§ Problems to work on:
(a) Please duplicate the part of the photo-shoot trip account starting at "The location was" and ending at "on my lingerie...".
(b) In the photo-shoot trip account, how far from home was the location of the shoot?

§ Extract provided:
I was fortunate to book a one day photo shoot. As a sort of last minute favor, I agreed to cover the event.
The location was nearly 300 miles from home, so I booked a motel room in the nearby small town.
The shoot was hot, windy, dusty and lasted all day. I was throughly trashed by days end!
The motel was of a major chain, so the room was reasonably nice, on the 2nd floor, there were very few cars in the lot.
After a shower I ventured into town seeking a late dinner, of course Dennys is always there. After a light meal and a book I returned to my room and fell asleep with the TV on.

Check-out was at 11 am, so I had 3 hours remaining. I passed on the free breakfast and took care of those essentials like tucking (much easier now), shaving where I need to, attaching my forms, doing my brow lift, ahh putting on my lingerie...
I bought an adjustable complexion creme, the one that Hale Berrie uses. She was right, you can dial in your particular skin tone. The coverage is wonderful. Maybeline makes that 2-part kit that lengthens your eye lashes as long as false ones do! I do my eyes with smoky tones, then my favorite lip liner and color.

§ Records provided:
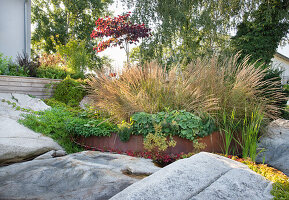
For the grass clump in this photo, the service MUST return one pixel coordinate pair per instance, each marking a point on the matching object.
(69, 91)
(210, 85)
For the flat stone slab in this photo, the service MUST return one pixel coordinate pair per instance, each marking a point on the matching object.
(204, 176)
(86, 175)
(275, 143)
(19, 143)
(21, 100)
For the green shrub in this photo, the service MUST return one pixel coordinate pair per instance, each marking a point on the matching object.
(51, 71)
(53, 124)
(181, 123)
(4, 61)
(90, 127)
(69, 91)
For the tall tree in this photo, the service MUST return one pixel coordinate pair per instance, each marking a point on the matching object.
(260, 35)
(121, 31)
(66, 19)
(187, 28)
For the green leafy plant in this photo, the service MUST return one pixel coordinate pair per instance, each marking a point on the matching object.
(228, 130)
(51, 71)
(181, 123)
(209, 85)
(124, 131)
(90, 127)
(53, 124)
(250, 133)
(158, 141)
(69, 91)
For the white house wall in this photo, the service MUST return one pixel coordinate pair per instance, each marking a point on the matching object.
(14, 35)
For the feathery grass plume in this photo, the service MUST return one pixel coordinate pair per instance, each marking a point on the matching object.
(237, 85)
(149, 88)
(210, 85)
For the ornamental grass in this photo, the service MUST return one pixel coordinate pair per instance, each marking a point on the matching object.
(206, 86)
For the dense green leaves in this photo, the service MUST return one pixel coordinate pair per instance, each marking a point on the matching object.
(185, 29)
(90, 127)
(181, 123)
(260, 35)
(69, 91)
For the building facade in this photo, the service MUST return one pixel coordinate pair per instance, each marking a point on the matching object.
(15, 27)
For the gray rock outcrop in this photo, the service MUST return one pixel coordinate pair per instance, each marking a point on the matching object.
(17, 142)
(204, 176)
(275, 143)
(87, 175)
(21, 100)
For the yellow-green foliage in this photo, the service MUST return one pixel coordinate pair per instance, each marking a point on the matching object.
(281, 181)
(158, 141)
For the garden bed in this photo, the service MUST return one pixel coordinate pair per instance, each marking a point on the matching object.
(214, 143)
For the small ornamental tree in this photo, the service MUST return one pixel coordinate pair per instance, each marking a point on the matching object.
(121, 31)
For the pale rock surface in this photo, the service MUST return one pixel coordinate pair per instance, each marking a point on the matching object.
(17, 142)
(275, 143)
(86, 175)
(21, 100)
(20, 143)
(204, 176)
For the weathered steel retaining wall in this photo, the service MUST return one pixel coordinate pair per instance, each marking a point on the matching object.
(213, 142)
(38, 87)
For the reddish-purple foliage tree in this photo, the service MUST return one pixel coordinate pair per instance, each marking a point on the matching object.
(121, 31)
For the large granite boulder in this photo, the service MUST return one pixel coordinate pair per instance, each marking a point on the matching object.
(204, 176)
(87, 175)
(275, 145)
(17, 142)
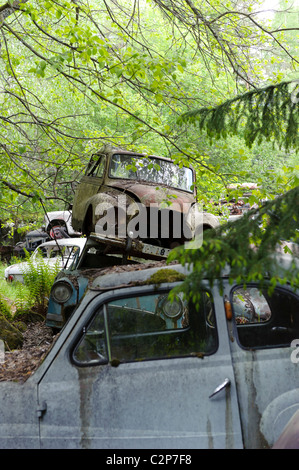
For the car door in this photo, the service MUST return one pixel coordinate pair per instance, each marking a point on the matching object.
(265, 332)
(138, 371)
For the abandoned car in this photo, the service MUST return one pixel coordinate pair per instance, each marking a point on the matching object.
(135, 368)
(148, 198)
(58, 253)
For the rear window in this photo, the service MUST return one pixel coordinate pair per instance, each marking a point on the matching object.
(263, 320)
(148, 327)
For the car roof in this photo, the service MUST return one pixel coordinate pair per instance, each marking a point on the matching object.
(133, 274)
(125, 275)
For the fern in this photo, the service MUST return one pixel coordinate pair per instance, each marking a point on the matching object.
(38, 277)
(5, 308)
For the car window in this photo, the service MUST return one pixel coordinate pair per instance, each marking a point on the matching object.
(96, 166)
(148, 327)
(151, 169)
(263, 320)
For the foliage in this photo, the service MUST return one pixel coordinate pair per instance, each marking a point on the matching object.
(244, 249)
(4, 308)
(269, 113)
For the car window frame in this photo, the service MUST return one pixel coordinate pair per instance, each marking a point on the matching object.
(281, 288)
(101, 301)
(190, 191)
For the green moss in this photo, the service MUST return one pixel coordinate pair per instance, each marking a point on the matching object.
(165, 275)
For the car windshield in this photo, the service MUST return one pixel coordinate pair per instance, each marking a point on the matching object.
(151, 169)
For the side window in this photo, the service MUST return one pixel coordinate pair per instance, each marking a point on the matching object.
(92, 346)
(264, 321)
(148, 327)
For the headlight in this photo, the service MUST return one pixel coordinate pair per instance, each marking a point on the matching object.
(61, 292)
(171, 308)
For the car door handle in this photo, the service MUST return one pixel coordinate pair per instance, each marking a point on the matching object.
(225, 383)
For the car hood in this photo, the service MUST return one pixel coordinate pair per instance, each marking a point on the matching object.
(149, 195)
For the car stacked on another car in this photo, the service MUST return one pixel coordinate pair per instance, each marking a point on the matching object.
(146, 198)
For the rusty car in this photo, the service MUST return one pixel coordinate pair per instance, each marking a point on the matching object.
(147, 198)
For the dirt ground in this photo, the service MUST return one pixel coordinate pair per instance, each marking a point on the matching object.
(19, 364)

§ Answers to the exercise:
(a)
The location was nearly 300 miles from home, so I booked a motel room in the nearby small town.
The shoot was hot, windy, dusty and lasted all day. I was throughly trashed by days end!
The motel was of a major chain, so the room was reasonably nice, on the 2nd floor, there were very few cars in the lot.
After a shower I ventured into town seeking a late dinner, of course Dennys is always there. After a light meal and a book I returned to my room and fell asleep with the TV on.

Check-out was at 11 am, so I had 3 hours remaining. I passed on the free breakfast and took care of those essentials like tucking (much easier now), shaving where I need to, attaching my forms, doing my brow lift, ahh putting on my lingerie...

(b) Nearly 300 miles.